What to produce: Please print the entries exactly, omitting each image.

Data supplied START

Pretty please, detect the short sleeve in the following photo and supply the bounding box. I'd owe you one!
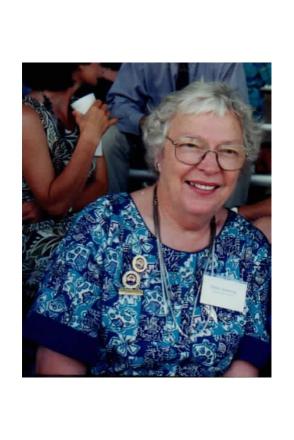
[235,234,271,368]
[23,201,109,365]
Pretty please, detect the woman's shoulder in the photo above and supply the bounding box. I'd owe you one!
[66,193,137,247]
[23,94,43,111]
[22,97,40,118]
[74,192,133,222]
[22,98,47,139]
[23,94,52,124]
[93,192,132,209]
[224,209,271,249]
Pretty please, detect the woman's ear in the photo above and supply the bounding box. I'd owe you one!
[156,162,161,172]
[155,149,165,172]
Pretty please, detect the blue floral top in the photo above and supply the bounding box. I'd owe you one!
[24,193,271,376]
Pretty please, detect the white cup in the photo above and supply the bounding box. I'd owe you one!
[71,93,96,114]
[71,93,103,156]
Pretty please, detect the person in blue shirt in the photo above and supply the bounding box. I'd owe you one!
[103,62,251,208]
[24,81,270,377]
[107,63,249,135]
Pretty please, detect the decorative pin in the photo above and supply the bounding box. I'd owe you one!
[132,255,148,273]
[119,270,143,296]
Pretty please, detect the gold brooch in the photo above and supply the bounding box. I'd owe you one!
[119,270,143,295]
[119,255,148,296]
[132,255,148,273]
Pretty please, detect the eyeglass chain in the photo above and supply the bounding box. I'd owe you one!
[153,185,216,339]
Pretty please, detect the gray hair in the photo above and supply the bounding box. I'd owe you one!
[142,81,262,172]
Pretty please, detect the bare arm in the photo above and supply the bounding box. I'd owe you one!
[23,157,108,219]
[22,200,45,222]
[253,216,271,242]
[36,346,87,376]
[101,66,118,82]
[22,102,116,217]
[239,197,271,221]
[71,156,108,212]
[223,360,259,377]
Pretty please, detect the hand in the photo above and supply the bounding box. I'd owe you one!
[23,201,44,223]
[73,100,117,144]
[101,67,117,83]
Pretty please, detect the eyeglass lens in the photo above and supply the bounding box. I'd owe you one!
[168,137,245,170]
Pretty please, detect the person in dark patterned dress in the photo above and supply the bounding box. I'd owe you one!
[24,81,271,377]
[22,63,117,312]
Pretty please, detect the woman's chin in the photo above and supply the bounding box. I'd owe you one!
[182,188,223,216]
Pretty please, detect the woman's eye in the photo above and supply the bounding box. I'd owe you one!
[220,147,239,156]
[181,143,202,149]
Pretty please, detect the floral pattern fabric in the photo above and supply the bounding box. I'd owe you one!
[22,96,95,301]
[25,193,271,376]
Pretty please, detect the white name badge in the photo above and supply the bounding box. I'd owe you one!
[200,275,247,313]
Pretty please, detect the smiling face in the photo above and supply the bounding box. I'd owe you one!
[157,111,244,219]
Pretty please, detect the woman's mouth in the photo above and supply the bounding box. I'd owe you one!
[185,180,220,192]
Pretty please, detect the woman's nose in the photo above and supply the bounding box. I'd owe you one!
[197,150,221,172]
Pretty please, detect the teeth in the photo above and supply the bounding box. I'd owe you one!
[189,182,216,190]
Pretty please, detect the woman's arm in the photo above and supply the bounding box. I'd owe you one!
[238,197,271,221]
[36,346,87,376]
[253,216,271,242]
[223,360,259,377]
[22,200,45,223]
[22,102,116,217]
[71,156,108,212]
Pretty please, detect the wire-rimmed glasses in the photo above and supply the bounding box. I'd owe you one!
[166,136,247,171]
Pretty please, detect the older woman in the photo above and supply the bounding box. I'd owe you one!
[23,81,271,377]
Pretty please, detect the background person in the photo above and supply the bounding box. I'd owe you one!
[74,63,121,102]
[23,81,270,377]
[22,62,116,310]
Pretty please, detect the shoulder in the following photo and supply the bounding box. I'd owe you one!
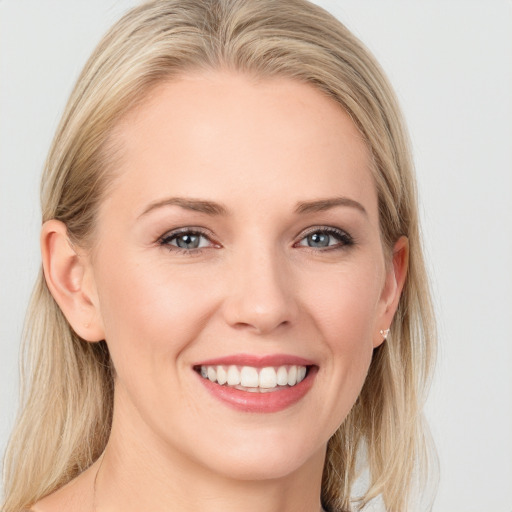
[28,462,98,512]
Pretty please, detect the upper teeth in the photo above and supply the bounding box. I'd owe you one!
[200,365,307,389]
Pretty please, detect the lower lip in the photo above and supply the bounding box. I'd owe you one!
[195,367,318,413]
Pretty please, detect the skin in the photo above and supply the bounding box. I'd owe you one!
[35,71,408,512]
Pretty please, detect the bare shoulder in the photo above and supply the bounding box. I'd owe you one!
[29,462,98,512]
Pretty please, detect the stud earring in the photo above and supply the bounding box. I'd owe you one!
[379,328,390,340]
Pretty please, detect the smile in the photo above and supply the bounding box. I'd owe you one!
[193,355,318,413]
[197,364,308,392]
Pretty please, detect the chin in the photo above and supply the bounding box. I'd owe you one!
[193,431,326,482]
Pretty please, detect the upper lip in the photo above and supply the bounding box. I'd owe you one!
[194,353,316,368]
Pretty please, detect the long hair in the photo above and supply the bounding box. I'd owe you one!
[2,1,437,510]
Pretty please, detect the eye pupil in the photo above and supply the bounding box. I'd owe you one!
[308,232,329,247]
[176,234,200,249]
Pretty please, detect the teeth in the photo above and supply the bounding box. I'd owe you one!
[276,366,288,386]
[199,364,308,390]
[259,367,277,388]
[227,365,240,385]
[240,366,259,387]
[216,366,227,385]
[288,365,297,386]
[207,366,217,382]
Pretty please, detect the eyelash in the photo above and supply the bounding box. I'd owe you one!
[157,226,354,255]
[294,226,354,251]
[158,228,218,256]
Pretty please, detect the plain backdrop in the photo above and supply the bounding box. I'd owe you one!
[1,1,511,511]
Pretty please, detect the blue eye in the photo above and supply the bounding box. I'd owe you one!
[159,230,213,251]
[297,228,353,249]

Data supplied END

Solution:
Pretty please, detect the short sleeve in the following photo and supply the bounding box. I'd owe you one!
[235,234,271,368]
[23,201,109,365]
Pretty please, detect the woman's shoulder in the photo above and supply the bounding box. I'd owe you one!
[66,193,137,247]
[23,94,43,111]
[22,97,40,118]
[74,192,133,222]
[22,98,47,139]
[23,94,52,124]
[93,192,132,209]
[224,209,271,249]
Pretty please, detect the woman's ear in the photo above and supply the bounding box. I'd owe you one!
[156,162,161,172]
[155,149,165,172]
Pretty please, detect the blue floral top in the photo above and supply the bounding box. I'd owe you one!
[24,193,271,376]
Pretty please, detect the white cup in the photo above and supply the bounding box. I'd owe you one!
[71,93,96,114]
[71,93,103,156]
Pretty please, detect the person in blue shirt in the photo above and supply the bounding box. I'd owe you one!
[103,62,251,208]
[24,81,270,377]
[107,63,249,135]
Pretty please, detect the decorative pin in the photo above and supply the bounding box. I'd owe you one!
[132,255,148,273]
[119,270,143,296]
Pretty please, detect the gold brooch in the photo above and supply the bounding box. I'd owe you one!
[119,270,143,295]
[119,255,148,296]
[132,255,148,273]
Pretty please, detect the eyeglass chain in the photo above and supply the bounding box. I'd owe you one!
[153,185,216,339]
Pretty please, detect the gray hair in the photo above and supply the bounding box. I'd owe you one!
[142,81,262,172]
Pretty please, detect the bare arm in the photo above and supply the bounding box. I'd owe you one!
[23,157,108,219]
[22,200,45,222]
[253,216,271,242]
[36,346,87,376]
[101,66,118,82]
[22,102,116,217]
[239,197,271,221]
[71,156,108,212]
[223,360,259,377]
Pretty please, detect the hand in the photo above and supply the bounding box. I'd owe you one!
[23,201,44,223]
[73,100,117,144]
[101,67,117,83]
Pretty please, detect the eyeglass lens in the photo above and supply the bounding box. I'd owe you one!
[168,137,245,170]
Pretty please, detect the person in dark patterned dress in the photo above and supply the bounding box. I'd owe you one!
[24,81,271,377]
[22,63,117,312]
Pretty please, detect the woman's chin in the photo above and supply the bounding box. I'd owe you one!
[182,188,223,216]
Pretty please, detect the woman's eye in the photo above and supply the bounding box. I'd owe you one!
[220,147,239,156]
[181,143,202,149]
Pretty please, detect the floral pattern fabric in the photo above and supply the bounding box. I'd owe you one!
[22,96,95,301]
[25,193,271,376]
Pretty please, detect the white name badge in the photo above and supply the bounding box. I'd owe you one!
[200,275,247,313]
Pretty please, detect the smiling face in the photo above and supply the bounding box. I'd owe you one!
[157,111,244,219]
Pretty please, detect the woman's mouth in the photo above and supply the bounding box. I'd owe you one!
[185,180,220,192]
Pretty please, detect the woman's nose in the photo above and supply the bounding box. I'd owe you one!
[197,150,221,172]
Pretty please, detect the teeth in the photo above and supply the bounding box. I'd owe you one!
[189,182,216,190]
Pretty please, detect the woman's arm in the photo above and supply the bounding box. I'd owe you one!
[238,197,271,221]
[36,346,87,376]
[253,216,271,242]
[223,360,259,377]
[22,200,45,223]
[22,102,116,217]
[71,156,108,212]
Pretty please, detect the wire-rimmed glasses in the photo above and supply the bounding box. I'd owe you one!
[166,136,247,171]
Pretty please, detect the older woman in the photo above and supply the bounding box. I'd owe you one!
[23,81,271,377]
Pretty please, detect the background person in the photo above and supply the bounding box. I'd owe you one!
[74,63,121,102]
[23,81,270,377]
[22,62,116,310]
Pretty please, detect the shoulder in the following photo and supply the bounding box. I'd owe you one!
[28,462,98,512]
Pretty please, detect the upper teeth in the photo above and supply the bounding box. I'd owe you one!
[200,365,307,389]
Pretty please, detect the lower lip in the photo above and supply the bounding box. I'd owe you one!
[195,367,318,413]
Pretty please, detect the skin in the photo above and supply the bounding box. I'd owe you one!
[35,71,408,512]
Pretty please, detect the bare shoulder in the photo above and supply the bounding box. I'd owe you one!
[29,462,98,512]
Pretty please, detect the stud earring in the photo above and supply the bounding box. I'd owe you one!
[379,328,390,340]
Pretty please, detect the smile in the photo above and supply the bounding box. I'd owe you one!
[193,355,318,413]
[197,364,308,392]
Pretty please, detect the chin in the photo above and supply the bounding box. I'd owe you one!
[193,431,326,482]
Pretty please, detect the upper lip in the photo above and supply the bounding box. I'd owe you one!
[194,353,316,368]
Pretty please, detect the long hair in the photo above and supply the bounding box. I'd owe you one!
[2,1,437,510]
Pretty please, detect the eye pupil in the photo above and supply the bounding box. I'd owe you one!
[308,232,329,247]
[176,234,200,249]
Pretty please, detect the teeth in the photo above and supply the bounding box. I'd owe you one!
[276,366,288,386]
[199,364,308,390]
[259,367,277,388]
[227,365,240,385]
[240,366,259,387]
[216,366,227,385]
[288,365,297,386]
[207,366,217,382]
Pretty please, detect the eyelash in the photo above and supply the bounding box. I'd owe you one!
[157,226,354,255]
[294,226,354,251]
[158,228,218,256]
Pretty please, detect the plain backdrop in the photo above and supply the bounding box. I'd owe you one!
[1,1,511,511]
Pretty please, detect the blue eye in the photo above and supply the bounding box. I'd owe you one!
[159,230,213,251]
[297,228,353,249]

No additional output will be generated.